Position identification records
══════════════════════════════
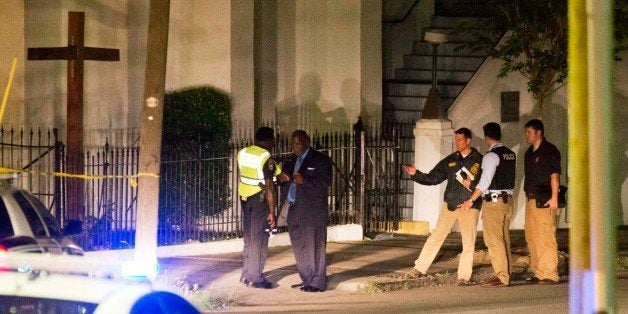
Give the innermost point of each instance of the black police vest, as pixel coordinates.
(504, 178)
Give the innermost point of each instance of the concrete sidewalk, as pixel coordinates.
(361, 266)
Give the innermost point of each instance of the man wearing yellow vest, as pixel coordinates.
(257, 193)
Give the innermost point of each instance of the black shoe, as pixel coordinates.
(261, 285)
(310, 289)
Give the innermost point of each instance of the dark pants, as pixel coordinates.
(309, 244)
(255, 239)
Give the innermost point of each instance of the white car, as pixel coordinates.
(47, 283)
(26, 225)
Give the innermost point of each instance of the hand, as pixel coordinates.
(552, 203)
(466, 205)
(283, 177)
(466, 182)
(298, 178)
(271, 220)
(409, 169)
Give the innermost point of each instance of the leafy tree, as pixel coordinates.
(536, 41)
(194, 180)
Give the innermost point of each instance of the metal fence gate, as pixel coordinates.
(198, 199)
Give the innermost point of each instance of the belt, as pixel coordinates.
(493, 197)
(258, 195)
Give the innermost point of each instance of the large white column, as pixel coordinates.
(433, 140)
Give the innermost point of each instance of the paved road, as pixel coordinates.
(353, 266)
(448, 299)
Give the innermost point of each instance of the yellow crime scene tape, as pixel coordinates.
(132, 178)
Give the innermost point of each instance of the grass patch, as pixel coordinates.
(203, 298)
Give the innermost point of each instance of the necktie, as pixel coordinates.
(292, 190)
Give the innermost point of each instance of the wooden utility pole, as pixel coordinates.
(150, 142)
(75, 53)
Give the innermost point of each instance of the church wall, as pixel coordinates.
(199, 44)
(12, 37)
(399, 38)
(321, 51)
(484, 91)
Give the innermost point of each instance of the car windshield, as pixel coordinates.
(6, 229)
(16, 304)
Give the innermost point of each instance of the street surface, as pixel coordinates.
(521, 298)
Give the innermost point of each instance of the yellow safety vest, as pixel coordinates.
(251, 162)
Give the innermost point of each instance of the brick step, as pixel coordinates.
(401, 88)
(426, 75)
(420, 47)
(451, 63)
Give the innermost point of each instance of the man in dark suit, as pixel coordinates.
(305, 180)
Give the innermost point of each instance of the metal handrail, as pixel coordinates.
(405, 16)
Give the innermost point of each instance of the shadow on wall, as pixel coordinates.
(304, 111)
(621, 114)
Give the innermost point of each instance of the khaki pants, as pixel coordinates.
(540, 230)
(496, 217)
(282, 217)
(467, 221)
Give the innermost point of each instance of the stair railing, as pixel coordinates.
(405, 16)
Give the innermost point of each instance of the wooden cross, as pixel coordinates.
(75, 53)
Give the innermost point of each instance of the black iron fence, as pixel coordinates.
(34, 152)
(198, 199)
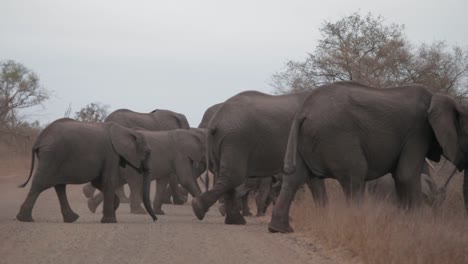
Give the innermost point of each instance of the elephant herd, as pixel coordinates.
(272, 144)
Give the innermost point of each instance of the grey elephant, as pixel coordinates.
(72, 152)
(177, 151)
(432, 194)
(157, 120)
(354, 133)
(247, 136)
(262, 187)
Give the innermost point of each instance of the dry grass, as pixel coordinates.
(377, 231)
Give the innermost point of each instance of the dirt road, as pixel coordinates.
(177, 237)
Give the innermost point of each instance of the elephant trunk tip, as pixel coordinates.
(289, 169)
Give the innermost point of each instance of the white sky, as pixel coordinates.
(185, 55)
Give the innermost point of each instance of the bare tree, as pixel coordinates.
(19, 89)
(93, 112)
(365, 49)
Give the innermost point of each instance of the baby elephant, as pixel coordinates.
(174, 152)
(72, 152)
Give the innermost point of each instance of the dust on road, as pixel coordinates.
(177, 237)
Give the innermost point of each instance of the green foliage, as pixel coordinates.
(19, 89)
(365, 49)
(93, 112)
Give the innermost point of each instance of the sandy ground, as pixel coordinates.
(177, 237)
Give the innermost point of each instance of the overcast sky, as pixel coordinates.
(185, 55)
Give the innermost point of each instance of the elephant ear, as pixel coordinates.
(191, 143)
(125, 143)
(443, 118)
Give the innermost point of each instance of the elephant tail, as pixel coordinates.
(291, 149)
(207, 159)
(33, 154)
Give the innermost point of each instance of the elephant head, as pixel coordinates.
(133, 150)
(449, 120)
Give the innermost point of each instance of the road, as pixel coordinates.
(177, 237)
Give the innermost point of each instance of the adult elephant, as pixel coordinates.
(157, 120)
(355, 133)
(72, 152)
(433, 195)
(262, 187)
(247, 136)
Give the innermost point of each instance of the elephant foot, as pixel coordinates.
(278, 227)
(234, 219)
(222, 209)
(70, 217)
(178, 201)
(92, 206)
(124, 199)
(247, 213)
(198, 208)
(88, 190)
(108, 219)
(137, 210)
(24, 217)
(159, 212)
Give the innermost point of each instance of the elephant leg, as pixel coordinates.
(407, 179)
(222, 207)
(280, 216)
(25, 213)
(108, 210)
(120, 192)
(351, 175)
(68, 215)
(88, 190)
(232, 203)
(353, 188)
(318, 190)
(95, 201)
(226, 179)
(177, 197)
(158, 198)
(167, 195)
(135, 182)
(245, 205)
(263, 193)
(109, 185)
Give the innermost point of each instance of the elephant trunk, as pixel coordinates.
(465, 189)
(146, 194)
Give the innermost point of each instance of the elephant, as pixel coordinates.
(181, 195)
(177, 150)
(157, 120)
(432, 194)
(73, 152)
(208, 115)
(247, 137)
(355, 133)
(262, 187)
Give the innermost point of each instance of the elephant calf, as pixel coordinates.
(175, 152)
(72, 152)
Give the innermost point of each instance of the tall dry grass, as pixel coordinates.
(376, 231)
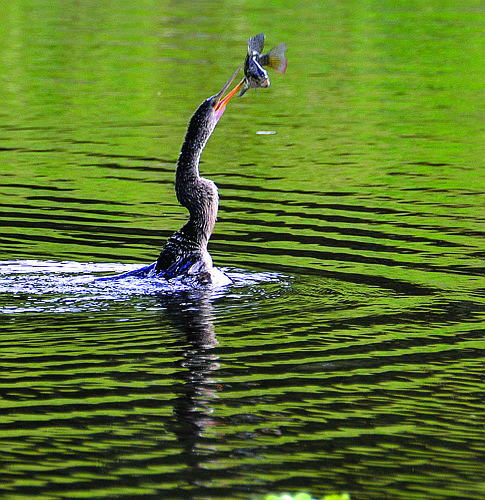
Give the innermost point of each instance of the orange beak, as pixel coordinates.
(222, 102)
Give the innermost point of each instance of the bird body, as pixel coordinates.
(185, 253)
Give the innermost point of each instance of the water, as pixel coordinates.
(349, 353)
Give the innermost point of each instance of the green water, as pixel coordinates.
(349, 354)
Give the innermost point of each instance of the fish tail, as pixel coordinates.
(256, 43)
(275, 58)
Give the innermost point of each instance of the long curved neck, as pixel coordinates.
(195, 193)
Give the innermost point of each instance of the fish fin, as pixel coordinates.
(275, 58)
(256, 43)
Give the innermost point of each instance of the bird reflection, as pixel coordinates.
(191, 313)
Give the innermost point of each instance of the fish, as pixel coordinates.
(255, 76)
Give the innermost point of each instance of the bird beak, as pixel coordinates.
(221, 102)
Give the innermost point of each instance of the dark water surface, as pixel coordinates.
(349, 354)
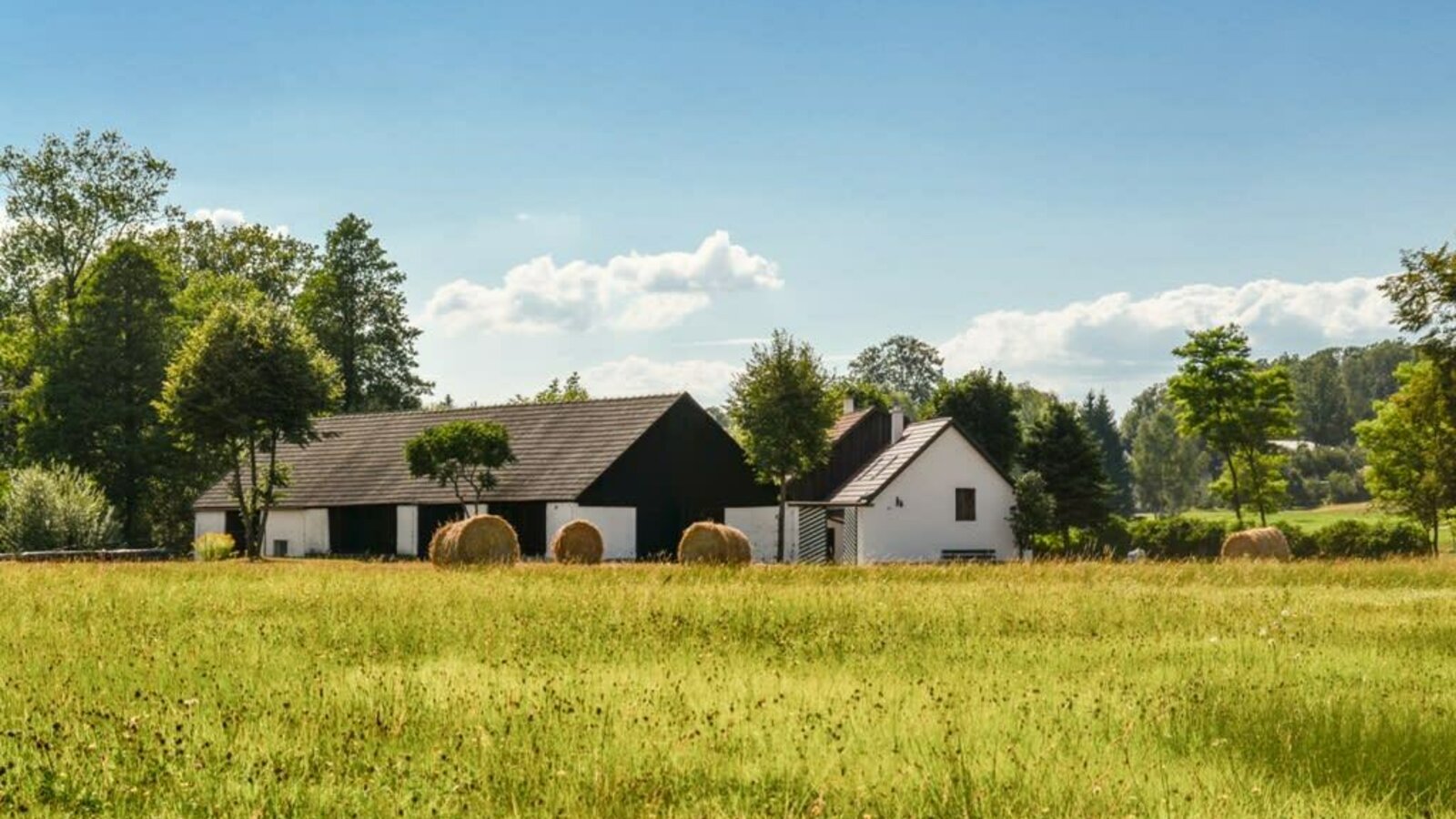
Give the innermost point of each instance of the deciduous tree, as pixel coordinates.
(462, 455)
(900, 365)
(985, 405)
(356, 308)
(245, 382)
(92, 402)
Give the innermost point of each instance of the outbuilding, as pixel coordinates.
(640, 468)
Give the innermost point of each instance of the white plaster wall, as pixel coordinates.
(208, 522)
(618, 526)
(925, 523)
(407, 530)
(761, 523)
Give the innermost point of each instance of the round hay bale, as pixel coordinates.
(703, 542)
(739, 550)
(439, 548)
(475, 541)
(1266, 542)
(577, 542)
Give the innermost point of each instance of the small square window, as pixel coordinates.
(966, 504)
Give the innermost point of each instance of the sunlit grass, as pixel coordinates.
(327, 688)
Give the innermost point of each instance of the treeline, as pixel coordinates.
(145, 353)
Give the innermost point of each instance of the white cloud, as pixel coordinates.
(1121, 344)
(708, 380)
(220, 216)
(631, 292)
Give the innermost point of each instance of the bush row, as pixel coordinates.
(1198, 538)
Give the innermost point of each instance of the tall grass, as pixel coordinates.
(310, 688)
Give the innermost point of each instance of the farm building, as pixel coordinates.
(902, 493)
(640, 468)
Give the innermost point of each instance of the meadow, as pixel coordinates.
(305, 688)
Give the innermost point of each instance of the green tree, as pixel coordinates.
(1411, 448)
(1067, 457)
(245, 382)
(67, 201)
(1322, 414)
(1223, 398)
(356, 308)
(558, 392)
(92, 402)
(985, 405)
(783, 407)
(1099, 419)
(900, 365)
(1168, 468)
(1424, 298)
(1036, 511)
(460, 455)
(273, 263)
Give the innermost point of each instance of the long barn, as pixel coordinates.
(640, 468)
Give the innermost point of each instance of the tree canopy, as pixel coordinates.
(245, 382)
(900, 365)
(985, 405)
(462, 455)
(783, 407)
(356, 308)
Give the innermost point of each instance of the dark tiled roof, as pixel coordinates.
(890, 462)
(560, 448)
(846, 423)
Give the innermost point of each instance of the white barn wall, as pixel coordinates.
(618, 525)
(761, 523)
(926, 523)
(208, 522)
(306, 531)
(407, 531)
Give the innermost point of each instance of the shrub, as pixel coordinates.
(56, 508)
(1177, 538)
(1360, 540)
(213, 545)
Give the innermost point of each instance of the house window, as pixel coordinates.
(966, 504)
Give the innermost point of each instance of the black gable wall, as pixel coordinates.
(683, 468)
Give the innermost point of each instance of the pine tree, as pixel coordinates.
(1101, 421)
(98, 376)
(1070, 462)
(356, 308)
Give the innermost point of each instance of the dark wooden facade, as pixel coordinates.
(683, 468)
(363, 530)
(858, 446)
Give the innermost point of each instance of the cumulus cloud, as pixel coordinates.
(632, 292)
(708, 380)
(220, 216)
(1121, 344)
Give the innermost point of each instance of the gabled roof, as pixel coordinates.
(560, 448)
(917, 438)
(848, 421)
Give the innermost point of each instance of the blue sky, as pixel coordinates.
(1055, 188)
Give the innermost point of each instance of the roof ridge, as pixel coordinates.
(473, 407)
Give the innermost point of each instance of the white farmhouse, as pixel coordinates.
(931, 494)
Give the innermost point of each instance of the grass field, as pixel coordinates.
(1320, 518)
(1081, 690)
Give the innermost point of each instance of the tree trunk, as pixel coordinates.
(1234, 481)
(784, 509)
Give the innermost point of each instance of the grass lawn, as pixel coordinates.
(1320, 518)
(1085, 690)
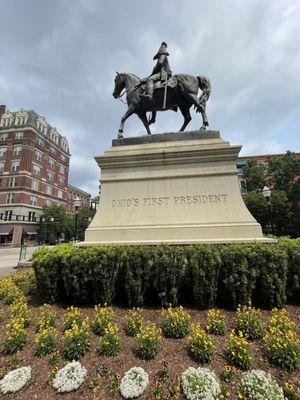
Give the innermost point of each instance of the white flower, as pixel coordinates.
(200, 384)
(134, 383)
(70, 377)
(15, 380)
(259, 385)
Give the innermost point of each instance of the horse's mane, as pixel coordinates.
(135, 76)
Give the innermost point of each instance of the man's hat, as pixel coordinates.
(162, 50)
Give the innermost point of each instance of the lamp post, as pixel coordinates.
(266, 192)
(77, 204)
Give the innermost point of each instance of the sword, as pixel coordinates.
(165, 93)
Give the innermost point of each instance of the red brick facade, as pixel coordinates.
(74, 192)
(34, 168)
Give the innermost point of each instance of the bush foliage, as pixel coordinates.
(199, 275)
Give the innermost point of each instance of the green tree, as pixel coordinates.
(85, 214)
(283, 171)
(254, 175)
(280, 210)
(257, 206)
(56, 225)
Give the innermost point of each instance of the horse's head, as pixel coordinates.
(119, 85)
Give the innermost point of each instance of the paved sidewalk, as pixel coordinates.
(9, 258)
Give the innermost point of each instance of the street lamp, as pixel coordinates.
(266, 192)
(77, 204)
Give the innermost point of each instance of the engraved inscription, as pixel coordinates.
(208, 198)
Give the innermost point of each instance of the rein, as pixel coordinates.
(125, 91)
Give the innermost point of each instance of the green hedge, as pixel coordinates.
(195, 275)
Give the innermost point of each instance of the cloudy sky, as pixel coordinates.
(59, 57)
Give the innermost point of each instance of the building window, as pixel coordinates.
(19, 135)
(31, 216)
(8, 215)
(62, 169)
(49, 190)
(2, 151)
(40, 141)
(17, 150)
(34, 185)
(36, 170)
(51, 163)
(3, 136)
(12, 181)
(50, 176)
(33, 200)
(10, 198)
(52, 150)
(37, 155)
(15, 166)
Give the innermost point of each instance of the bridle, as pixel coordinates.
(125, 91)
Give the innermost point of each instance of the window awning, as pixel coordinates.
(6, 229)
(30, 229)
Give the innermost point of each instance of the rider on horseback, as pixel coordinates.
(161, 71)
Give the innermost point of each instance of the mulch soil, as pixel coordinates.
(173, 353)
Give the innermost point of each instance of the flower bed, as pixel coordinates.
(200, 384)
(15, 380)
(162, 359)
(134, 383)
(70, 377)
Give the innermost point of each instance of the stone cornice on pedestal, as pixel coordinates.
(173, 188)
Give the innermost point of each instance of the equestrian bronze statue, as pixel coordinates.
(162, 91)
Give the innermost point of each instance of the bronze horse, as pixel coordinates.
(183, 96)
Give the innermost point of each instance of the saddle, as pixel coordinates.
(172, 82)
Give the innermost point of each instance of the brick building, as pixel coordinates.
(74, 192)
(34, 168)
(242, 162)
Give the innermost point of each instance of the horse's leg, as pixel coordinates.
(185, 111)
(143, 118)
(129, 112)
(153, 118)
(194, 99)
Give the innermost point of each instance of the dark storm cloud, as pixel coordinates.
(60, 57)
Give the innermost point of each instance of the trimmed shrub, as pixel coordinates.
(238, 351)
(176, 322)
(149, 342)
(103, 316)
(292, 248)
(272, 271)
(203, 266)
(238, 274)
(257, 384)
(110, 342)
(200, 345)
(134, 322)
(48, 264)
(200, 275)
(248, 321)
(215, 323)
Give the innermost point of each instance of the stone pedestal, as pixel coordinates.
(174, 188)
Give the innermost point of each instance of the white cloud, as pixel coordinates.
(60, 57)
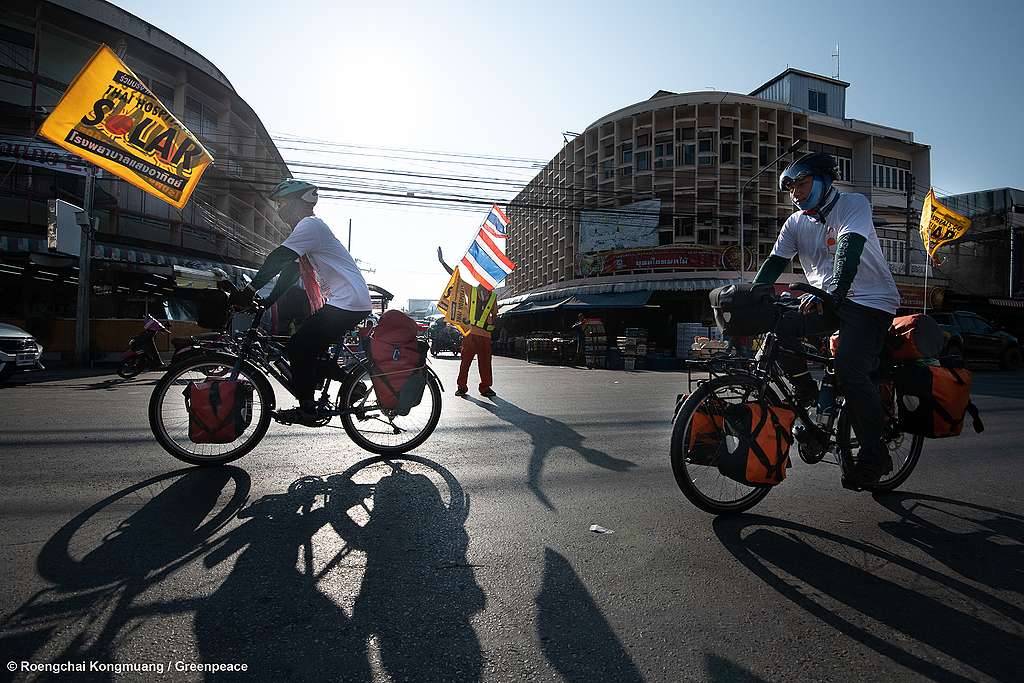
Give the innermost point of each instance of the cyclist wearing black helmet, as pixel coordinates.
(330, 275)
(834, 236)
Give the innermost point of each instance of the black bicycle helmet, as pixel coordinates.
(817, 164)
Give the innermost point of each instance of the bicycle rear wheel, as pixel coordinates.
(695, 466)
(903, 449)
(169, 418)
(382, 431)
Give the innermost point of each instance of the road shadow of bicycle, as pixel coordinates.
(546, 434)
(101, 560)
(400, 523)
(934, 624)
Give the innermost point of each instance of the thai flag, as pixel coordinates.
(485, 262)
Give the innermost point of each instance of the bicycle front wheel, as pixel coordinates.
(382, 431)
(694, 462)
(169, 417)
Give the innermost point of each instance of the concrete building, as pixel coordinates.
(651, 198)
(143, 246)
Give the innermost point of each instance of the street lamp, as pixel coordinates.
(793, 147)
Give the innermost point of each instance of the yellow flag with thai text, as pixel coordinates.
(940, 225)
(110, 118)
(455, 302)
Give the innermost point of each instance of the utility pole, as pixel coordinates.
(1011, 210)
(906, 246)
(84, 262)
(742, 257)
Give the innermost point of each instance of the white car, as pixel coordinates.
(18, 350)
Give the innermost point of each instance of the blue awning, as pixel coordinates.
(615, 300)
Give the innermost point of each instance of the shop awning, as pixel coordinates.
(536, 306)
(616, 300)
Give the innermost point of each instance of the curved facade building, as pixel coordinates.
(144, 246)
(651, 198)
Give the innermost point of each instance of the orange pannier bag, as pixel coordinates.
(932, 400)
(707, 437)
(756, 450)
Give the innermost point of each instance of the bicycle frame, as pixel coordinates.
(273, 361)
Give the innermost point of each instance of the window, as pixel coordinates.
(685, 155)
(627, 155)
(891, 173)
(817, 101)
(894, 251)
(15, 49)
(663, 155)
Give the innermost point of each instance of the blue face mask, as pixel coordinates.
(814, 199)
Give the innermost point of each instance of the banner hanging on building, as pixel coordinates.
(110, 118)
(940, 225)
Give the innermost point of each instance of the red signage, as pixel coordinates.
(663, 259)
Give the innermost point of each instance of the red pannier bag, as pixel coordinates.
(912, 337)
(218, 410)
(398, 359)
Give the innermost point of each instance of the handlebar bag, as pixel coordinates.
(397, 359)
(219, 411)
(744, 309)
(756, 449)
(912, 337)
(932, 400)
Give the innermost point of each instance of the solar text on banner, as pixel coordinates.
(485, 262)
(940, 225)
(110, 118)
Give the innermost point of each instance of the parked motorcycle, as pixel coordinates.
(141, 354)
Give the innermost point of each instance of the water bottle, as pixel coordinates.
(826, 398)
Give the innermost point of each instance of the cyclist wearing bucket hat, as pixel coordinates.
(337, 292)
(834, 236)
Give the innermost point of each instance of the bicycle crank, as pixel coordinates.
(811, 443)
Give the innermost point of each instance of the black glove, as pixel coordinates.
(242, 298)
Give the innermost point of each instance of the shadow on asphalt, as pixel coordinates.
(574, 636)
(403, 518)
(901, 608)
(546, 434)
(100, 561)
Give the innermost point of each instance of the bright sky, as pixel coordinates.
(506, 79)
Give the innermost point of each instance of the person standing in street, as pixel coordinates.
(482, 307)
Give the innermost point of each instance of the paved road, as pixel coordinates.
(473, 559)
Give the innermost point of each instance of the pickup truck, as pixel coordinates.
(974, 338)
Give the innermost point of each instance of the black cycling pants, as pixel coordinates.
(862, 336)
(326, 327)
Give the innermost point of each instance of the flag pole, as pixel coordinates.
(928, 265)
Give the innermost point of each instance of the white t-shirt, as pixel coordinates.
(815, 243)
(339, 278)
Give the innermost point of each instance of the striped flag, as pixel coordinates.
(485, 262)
══════════════════════════════
* STATED PROBLEM *
Give back exactly the lines from the line holding "Give the innermost point of each instance of the blue face" through the last line of the listing, including both.

* TASK RESULT *
Give the innermost point of each instance of the blue face mask, as pixel coordinates.
(814, 199)
Give the innermost point of each instance of the banner hanging on building, as pixel coordinates.
(110, 118)
(940, 225)
Give the innermost point of each instance of the red signage, as pixel coordinates.
(663, 259)
Give the innermost point of each instance of the red pannier bag, as pixel coordinates.
(912, 337)
(218, 410)
(398, 359)
Give the innermost point of each instance of the handlebar bag, as pixel coordinates.
(397, 359)
(219, 411)
(744, 309)
(756, 449)
(912, 337)
(932, 400)
Give the innermost point of each instance of the solar text on banner, as pixel coordinates.
(485, 262)
(940, 225)
(110, 118)
Give the innermost point of each instance of the parked motorcycle, as pixel coordinates.
(141, 354)
Give the innermost point of each instance of the water bottle, as pixel coordinates.
(826, 398)
Give the innermost point of each instance of the cyclist wearing bucket hat, as pixel coordinates.
(337, 292)
(834, 236)
Give the innermost point of each instance of the bicycle crank, as pixel coordinates.
(811, 443)
Give the innermost point of each instance of the black glove, as pixel coordinates.
(242, 298)
Give the innermost point of each instance of the shadow on asphalt, as pixel coordinates.
(574, 636)
(403, 518)
(901, 608)
(546, 434)
(100, 561)
Give the innermost point of each instance of the bright sky, as pixel coordinates.
(506, 79)
Give the innermost point of each instance of the person standing in street, as pixel coordinates.
(482, 307)
Give the innermost point of each instance of the paved road, as pixel coordinates.
(473, 559)
Give the innermost point of each instance of the pickup truck, as pixel coordinates.
(974, 338)
Give the innermost point of each instance of the black cycling pants, as pixel coordinates.
(862, 336)
(326, 327)
Give the innermost point of each instance of the flag pole, as pixel coordinates.
(928, 265)
Give the innermost point of each instance of the white t-shirt, as pixel coordinates.
(815, 243)
(339, 278)
Give the innermost point of each instance of the striped flag, as pixel coordinates.
(485, 262)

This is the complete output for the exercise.